- _Task instructions_:
Only a number is expected in reply: the count of lines below where the word "white" occurs.

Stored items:
■ ■ ■ ■ ■ ■ ■
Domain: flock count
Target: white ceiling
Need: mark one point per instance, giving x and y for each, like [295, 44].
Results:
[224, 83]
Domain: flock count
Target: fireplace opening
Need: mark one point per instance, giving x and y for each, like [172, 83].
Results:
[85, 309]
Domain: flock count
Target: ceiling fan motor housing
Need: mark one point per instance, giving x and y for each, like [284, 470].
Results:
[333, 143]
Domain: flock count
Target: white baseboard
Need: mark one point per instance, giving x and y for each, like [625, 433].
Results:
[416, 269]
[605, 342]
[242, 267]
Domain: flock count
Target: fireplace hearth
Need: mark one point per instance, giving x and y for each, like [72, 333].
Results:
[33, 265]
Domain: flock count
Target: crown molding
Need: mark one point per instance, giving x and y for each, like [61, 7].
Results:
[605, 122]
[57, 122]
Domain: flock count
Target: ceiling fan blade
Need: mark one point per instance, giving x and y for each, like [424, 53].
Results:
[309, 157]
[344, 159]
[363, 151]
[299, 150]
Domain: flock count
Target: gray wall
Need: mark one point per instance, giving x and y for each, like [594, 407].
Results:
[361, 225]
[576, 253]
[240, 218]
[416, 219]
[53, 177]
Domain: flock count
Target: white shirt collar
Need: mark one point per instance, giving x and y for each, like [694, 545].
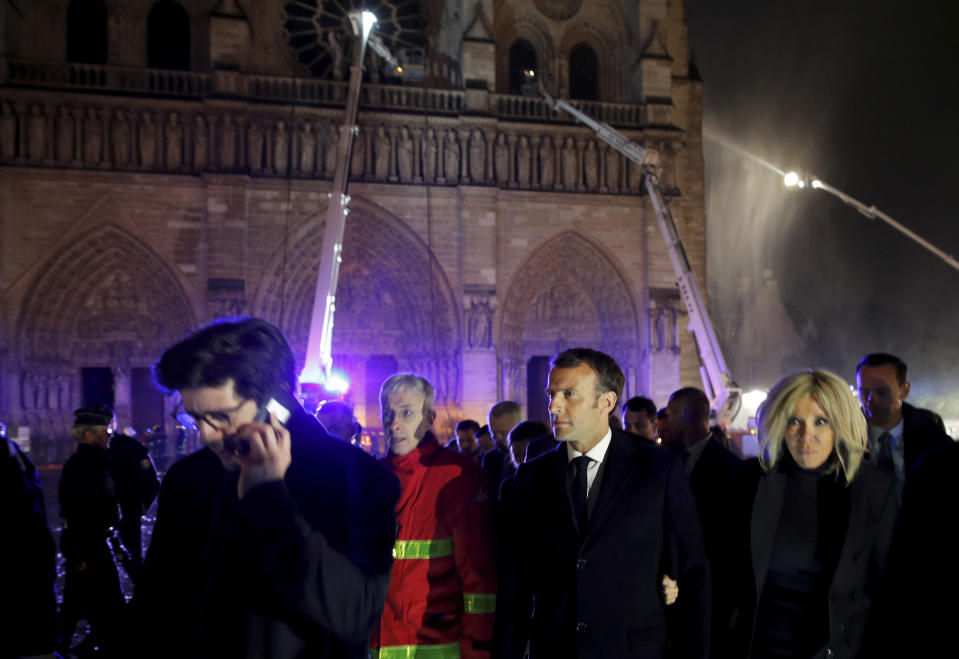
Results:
[597, 453]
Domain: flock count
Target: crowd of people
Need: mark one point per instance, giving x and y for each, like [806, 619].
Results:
[617, 530]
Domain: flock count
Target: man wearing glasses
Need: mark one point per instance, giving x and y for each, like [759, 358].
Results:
[89, 509]
[275, 540]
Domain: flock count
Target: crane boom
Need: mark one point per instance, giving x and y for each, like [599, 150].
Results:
[724, 394]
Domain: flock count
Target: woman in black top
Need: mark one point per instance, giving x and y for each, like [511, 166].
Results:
[821, 524]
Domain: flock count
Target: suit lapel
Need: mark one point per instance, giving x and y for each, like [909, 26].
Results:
[767, 509]
[561, 492]
[618, 470]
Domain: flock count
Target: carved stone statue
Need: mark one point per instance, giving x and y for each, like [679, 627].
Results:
[280, 148]
[404, 154]
[8, 132]
[200, 143]
[173, 132]
[92, 137]
[591, 165]
[381, 148]
[612, 169]
[451, 156]
[546, 166]
[430, 149]
[358, 158]
[121, 138]
[37, 132]
[254, 145]
[65, 135]
[304, 144]
[332, 148]
[148, 141]
[479, 325]
[501, 159]
[477, 156]
[228, 144]
[568, 173]
[523, 161]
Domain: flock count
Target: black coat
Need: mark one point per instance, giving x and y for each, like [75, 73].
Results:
[921, 430]
[723, 487]
[863, 557]
[600, 597]
[298, 568]
[28, 607]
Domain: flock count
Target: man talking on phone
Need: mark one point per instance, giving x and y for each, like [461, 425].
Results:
[274, 541]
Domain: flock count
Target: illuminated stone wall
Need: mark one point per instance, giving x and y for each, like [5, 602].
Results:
[485, 230]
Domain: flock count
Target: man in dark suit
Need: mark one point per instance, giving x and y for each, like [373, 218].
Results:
[722, 501]
[898, 432]
[591, 528]
[275, 541]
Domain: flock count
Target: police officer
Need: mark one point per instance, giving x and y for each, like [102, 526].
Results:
[89, 508]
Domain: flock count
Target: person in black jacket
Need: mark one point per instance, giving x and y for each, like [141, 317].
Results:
[275, 540]
[821, 527]
[898, 432]
[590, 530]
[90, 511]
[28, 606]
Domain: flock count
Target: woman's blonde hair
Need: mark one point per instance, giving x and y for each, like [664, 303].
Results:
[837, 401]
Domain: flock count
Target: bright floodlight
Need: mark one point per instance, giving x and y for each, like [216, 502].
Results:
[369, 20]
[337, 382]
[753, 399]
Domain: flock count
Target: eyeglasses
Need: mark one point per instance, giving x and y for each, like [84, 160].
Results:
[219, 420]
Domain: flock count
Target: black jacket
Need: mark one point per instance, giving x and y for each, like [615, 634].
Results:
[857, 578]
[298, 568]
[28, 607]
[723, 487]
[921, 430]
[600, 596]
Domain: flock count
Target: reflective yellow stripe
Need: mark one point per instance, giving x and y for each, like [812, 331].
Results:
[423, 548]
[448, 651]
[479, 603]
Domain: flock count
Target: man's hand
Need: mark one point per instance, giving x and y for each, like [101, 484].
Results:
[670, 590]
[269, 456]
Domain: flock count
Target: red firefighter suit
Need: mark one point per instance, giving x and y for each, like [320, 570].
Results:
[442, 594]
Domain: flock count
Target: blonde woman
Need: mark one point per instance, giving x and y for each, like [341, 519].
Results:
[822, 522]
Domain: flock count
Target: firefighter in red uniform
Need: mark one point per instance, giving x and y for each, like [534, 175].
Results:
[442, 594]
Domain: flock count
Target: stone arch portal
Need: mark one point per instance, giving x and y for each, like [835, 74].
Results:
[568, 293]
[394, 305]
[109, 302]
■ ■ ■ ■ ■ ■ ■
- _Response_:
3